- [Dataset records]
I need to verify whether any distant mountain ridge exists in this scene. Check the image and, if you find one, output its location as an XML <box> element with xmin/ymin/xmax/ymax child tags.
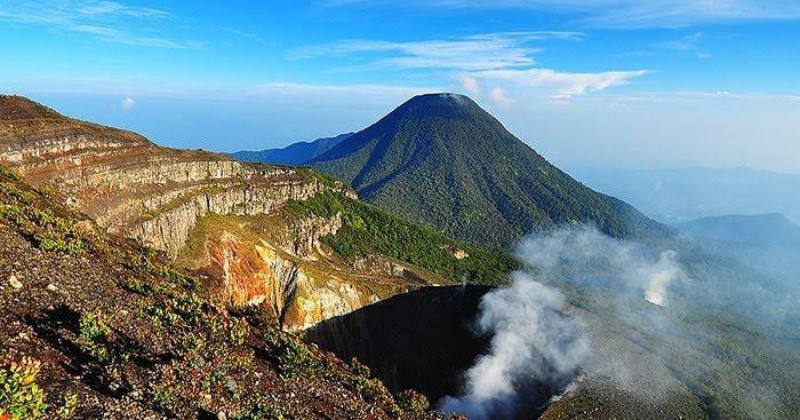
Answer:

==

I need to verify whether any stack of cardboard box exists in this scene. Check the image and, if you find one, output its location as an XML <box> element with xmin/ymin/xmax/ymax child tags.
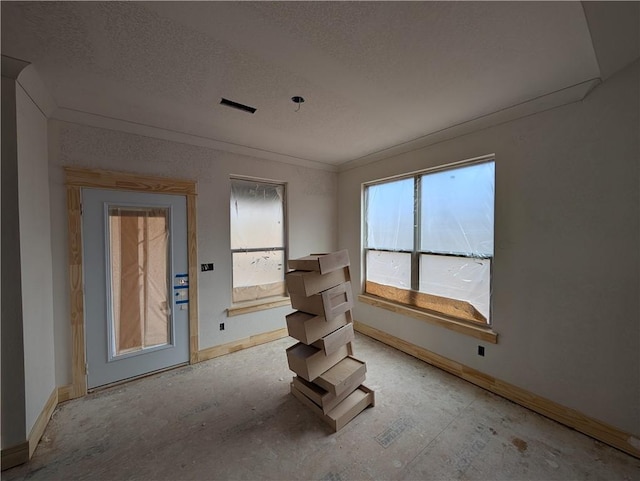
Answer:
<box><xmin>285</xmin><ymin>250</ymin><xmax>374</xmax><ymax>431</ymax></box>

- [Exercise goal] Collect every line from the entries above that contains the word "need".

- [Solved exercise]
I need to verify whether any distant mountain ridge exists in this scene. Check the image and, if you find one, output its location as an XML <box> element with xmin/ymin/xmax/ymax child tags.
I need to verify whether any stack of cardboard box exists in this scene. Check the image and, if you find one, output its location as an XML <box> element with xmin/ymin/xmax/ymax child tags.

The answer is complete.